### Available data ###
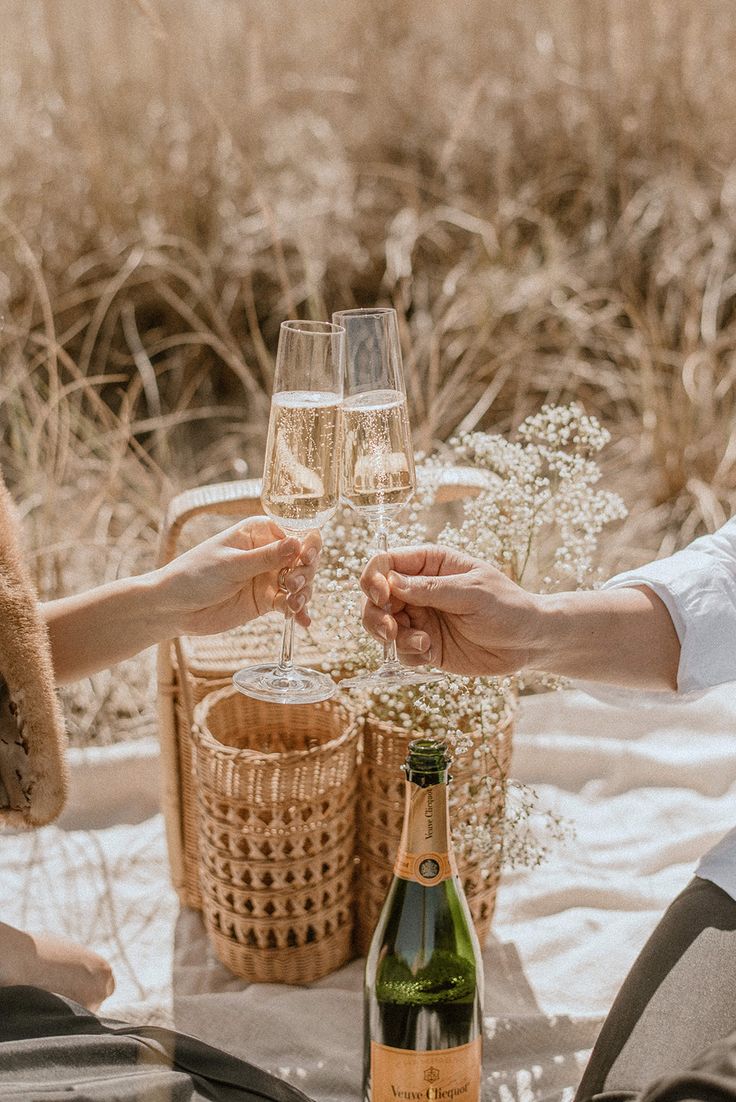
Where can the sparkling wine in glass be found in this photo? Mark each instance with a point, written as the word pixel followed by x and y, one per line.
pixel 301 479
pixel 377 473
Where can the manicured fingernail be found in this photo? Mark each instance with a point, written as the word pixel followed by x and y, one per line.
pixel 383 629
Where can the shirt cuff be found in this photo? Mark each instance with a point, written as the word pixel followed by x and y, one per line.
pixel 700 595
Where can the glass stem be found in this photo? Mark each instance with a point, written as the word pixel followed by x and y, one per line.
pixel 287 657
pixel 390 656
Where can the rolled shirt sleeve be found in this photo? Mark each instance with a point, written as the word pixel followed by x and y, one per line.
pixel 697 585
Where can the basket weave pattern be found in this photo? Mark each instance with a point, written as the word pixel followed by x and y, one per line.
pixel 380 818
pixel 276 797
pixel 261 828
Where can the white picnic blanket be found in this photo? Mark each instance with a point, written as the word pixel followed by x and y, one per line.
pixel 647 790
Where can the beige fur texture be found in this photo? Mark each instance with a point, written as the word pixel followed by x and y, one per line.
pixel 33 774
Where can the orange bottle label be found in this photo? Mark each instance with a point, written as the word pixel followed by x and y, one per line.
pixel 446 1075
pixel 425 852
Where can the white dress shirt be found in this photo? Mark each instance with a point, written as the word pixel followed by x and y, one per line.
pixel 699 587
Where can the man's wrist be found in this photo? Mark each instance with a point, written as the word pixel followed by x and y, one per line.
pixel 554 631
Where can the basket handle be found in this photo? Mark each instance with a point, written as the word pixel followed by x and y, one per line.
pixel 235 498
pixel 224 499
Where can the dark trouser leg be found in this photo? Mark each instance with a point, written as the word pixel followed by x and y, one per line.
pixel 679 997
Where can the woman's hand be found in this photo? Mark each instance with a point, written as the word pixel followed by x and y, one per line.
pixel 450 609
pixel 234 577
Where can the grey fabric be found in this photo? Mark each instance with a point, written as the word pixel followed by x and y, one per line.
pixel 312 1036
pixel 679 997
pixel 52 1048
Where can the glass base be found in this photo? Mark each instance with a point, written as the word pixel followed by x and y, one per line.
pixel 390 676
pixel 284 684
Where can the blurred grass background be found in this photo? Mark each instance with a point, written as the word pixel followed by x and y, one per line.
pixel 545 191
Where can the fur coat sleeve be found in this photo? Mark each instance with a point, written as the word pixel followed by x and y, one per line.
pixel 33 778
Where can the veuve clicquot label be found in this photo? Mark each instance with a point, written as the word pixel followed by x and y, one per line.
pixel 445 1075
pixel 424 852
pixel 423 1009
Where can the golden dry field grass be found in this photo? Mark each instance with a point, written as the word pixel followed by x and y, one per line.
pixel 545 191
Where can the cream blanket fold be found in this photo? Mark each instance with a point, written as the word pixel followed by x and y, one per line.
pixel 33 777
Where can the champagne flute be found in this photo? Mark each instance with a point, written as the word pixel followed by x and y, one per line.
pixel 301 481
pixel 378 476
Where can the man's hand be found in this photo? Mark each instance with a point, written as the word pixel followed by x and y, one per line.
pixel 234 577
pixel 450 609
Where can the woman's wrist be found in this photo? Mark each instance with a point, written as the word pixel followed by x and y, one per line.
pixel 621 636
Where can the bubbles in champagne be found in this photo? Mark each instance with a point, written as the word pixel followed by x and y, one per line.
pixel 301 471
pixel 378 461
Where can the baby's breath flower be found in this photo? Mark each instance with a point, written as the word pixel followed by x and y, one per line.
pixel 539 518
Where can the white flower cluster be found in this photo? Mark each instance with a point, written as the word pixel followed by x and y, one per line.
pixel 538 517
pixel 541 516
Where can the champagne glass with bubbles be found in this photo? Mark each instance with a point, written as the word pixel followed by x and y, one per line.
pixel 378 476
pixel 301 479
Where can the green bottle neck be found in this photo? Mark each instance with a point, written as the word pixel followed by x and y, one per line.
pixel 428 763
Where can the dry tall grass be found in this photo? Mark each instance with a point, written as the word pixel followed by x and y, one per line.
pixel 544 190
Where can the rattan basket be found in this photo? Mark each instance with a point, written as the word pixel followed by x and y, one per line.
pixel 215 862
pixel 380 817
pixel 190 668
pixel 276 796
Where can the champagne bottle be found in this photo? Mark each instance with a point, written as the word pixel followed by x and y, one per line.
pixel 424 971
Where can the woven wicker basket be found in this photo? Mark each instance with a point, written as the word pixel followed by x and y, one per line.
pixel 191 669
pixel 380 817
pixel 276 792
###
▶ How to complete this task
Be exact. Write out all the entries and omit the pictures.

▶ Solution to this problem
Where can the sparkling wine in glass be found in this photo? Mark each instance with a point, written as the word pixel followed by x and y, one per line.
pixel 301 479
pixel 377 473
Where can the manicured fingernail be found in this photo? Mark each instance with a point, written as the word pixel followed by x and y, one per line.
pixel 383 629
Where can the shirt cuff be found in this photo? Mark each instance with a point, written as the word pixel followed by x and y, one per line.
pixel 700 595
Where can the glass stem be found in this photo? Mark each instance with a point, written as the word pixel followed by x and y, one per line.
pixel 287 657
pixel 390 656
Where can the rolled shirt sleeve be found in this photo? Mark each instance with a point, written as the word pixel followed by x and y, one per line.
pixel 697 585
Where can the basket weave pattern be found in this photo? Mark each instance with a point, written as the word pixel followed by x and y, one per line.
pixel 380 818
pixel 276 797
pixel 261 828
Where can the white picnic blanket be found in this photo? Mark each instance with a point, written as the word pixel followed by x and y, one per line.
pixel 647 790
Where can the beige fur texture be found in this photo? Mark each instance with a point, written as the word pixel followed by x and y, one per line.
pixel 33 774
Where can the orange bottle label be found in this photo? Mark each instance with a point, written as the word pixel followed by x and y, one per line.
pixel 446 1075
pixel 425 852
Where can the white dress shirt be found in this photo? Mark each instance with a point, written as the word pixel followed by x and y, one per line.
pixel 699 587
Where can the man's wrist be found in this photo? Mark each instance with a point, written as the word pixel followed by x and y, one per line.
pixel 554 631
Where can the basket handle be found in this photo? Mark each instance with a point, written as the word pixel followed by x and y, one per line.
pixel 235 498
pixel 224 499
Where can the dark trouser leg be found in this photo? Mark each instance with a point, written as the word pixel followed by x and y, one per line.
pixel 679 997
Where can the woman's hand be found in this photo? Mark each instance with a point, written as the word pixel followed by x and y, one per line.
pixel 450 609
pixel 234 577
Where can the grey fabric be found in this photo? Mark each instance with a point, written as the word pixel followed by x and y, one per line.
pixel 312 1036
pixel 679 997
pixel 52 1048
Where can the glass base be found in this photo? Mark each instance with a point, written as the word pixel followed by x and y, one per line.
pixel 390 676
pixel 284 684
Where can the blurred grass background be found in this photo? Mark each instance with a point, written as the word pixel followed by x and y, one per line.
pixel 545 191
Where can the fur coat sleeve be found in this photo? Mark each instance with a point, written as the word pixel followed by x and y, one per line.
pixel 33 778
Where can the veuve clicquot label be found in this photo? Mark each instance with a point, written as the word pixel followed by x and y, one per line.
pixel 445 1075
pixel 424 852
pixel 423 1009
Where can the golden dry field grass be found in this photo? Mark each instance with a point, written as the word pixel followed by x and y, one per line.
pixel 545 191
Where can the cream blanket fold be found in this photo? Mark each instance with a point, written as the word pixel followed by x and y, one per line.
pixel 33 777
Where can the champagne flute be found in this photo? Mark each instance with a point, written as the word pixel followed by x and y, one per line.
pixel 301 481
pixel 378 476
Where can the man's hand be found in this photo? Mark each instance with a point, written as the word pixel followed by x and y, one per line.
pixel 234 577
pixel 450 609
Where can the woman's wrist be found in this photo? Mark each instance with a point, written as the word pixel followed by x and y, one per line.
pixel 621 636
Where can the bubbles in champagne be found in this photo? Mark each instance with a point, written as the word pixel followed by x and y, one per line.
pixel 301 471
pixel 378 461
Where can the baby's breath flower be found in this photo? Mark each instance with a point, written as the word pixel followed by x and y, one per line.
pixel 539 518
Where can the white flower cluster be found in this photo? Mark each instance with a point, written as the word pixel followed by x and y, one per line.
pixel 538 517
pixel 541 516
Where can the champagne glass with bubbles be found in this photo? Mark each instance with a point, written as the word pixel followed by x and y, one per line.
pixel 378 476
pixel 301 479
Where can the green bottle neck be found in this photo? Mark each instance with a point, written as the word pixel followed by x and y, one per line.
pixel 428 763
Where can the dry tall grass be found in this photo? Mark each instance with a point, written as the word pixel followed by x and y, one per line.
pixel 544 190
Where can the rattan basket be found in this photo? Mark each instance with a point, written as the word pixel followed by x and y, one per line.
pixel 215 862
pixel 380 817
pixel 190 668
pixel 276 796
Where can the champagne bottle be found in this photo? Mark each instance with a point, written as the word pixel followed by x and y, one per line.
pixel 424 971
Where can the woven wicker basket be found in this photo? Mark each instance with a point, written as the word pixel followed by x and y, one per line.
pixel 191 669
pixel 380 817
pixel 276 792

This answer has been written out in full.